Each line of the data below that holds the word "instance" is to be reported in full.

------ MATERIAL FOR THE TASK ------

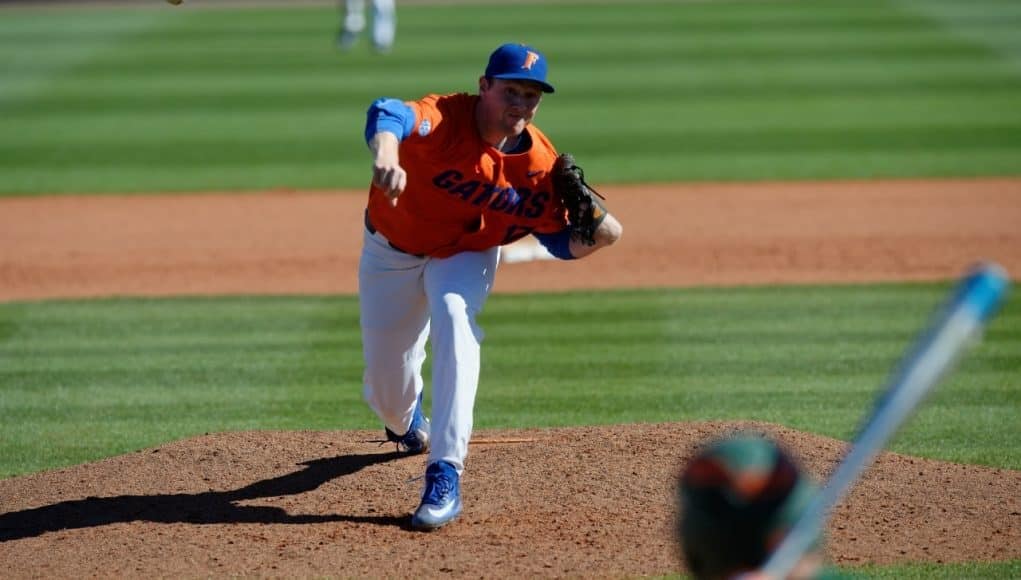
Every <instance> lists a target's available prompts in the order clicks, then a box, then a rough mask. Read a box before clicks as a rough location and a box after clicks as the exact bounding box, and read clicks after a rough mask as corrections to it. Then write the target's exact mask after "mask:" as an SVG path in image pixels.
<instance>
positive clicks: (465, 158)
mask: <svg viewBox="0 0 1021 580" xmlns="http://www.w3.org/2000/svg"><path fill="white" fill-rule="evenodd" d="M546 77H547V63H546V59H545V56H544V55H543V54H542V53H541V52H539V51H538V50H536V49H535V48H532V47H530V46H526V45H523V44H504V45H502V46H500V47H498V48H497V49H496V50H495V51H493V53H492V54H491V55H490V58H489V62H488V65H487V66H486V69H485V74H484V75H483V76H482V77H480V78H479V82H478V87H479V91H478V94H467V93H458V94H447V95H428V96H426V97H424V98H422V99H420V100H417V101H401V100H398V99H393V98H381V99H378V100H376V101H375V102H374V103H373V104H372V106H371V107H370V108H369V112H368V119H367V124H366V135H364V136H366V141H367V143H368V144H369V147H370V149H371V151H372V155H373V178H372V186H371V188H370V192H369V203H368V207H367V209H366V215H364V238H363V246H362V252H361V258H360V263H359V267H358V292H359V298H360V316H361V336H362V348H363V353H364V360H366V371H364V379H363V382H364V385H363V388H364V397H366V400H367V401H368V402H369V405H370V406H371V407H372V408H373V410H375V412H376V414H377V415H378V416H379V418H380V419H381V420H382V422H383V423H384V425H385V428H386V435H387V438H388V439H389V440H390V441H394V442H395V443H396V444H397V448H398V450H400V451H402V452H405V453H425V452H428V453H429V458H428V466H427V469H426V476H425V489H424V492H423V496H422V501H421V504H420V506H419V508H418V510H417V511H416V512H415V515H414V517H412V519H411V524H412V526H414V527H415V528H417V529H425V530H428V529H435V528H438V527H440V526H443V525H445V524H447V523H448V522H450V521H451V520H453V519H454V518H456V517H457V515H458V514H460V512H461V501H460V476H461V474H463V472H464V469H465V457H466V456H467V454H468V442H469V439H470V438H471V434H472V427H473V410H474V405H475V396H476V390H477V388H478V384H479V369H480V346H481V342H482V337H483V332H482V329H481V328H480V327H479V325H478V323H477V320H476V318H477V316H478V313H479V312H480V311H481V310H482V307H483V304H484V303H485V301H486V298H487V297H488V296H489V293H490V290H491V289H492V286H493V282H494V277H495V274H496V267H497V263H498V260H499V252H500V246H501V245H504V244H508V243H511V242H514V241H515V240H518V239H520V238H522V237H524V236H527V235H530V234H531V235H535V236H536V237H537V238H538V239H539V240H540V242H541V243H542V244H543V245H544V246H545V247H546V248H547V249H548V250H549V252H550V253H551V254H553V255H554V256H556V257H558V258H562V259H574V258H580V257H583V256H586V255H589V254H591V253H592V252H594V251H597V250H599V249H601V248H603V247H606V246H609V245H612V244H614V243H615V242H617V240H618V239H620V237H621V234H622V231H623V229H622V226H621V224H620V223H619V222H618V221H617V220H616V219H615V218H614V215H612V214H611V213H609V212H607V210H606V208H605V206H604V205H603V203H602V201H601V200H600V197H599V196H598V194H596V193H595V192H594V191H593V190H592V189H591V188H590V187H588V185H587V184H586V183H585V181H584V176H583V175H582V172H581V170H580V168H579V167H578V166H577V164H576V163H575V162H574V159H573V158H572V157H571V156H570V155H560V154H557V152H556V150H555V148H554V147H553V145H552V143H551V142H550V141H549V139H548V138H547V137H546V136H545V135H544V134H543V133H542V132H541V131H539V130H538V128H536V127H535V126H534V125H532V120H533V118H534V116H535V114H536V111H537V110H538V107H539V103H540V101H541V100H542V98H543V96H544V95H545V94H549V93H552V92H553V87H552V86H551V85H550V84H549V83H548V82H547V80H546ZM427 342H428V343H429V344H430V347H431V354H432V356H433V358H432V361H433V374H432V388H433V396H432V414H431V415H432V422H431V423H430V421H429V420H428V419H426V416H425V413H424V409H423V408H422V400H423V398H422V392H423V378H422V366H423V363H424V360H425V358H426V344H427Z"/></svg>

------
------ MATERIAL FOR THE TASK ------

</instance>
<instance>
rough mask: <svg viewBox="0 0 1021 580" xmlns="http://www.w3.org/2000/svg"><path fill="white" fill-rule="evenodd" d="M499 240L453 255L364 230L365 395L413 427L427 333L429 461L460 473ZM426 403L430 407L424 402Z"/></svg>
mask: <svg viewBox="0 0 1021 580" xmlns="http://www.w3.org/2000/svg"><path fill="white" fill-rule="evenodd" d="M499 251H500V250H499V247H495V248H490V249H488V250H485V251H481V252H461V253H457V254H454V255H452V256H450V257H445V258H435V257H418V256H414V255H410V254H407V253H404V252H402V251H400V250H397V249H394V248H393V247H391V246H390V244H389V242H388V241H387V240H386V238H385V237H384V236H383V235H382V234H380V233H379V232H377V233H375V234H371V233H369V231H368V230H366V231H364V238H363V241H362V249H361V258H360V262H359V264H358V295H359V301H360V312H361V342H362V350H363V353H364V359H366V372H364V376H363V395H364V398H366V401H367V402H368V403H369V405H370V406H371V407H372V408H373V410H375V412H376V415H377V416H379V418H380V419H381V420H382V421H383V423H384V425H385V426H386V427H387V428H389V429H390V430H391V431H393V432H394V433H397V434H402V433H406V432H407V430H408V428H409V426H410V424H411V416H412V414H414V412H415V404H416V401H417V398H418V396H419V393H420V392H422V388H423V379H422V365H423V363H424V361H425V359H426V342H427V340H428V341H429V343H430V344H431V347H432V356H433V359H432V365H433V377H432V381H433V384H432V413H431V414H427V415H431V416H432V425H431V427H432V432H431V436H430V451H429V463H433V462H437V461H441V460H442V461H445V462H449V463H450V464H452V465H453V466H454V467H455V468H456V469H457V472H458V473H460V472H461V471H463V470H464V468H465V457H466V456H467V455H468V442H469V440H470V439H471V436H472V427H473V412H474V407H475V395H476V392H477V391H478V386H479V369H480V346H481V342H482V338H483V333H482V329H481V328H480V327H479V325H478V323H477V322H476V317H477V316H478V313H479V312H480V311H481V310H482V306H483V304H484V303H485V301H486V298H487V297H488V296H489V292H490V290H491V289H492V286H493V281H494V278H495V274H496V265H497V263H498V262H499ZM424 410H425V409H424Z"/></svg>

------

> **EXERCISE RESULT**:
Every <instance> lists a target's available prompts in the order clicks, then a box, then a rough mask. Read a box before clicks as a rough location and a box after clicks as the exact bounding box, and read clicks after a rough mask as corrections to it. Then write the target's exact mask after "mask:" as an SVG path in image pixels.
<instance>
</instance>
<instance>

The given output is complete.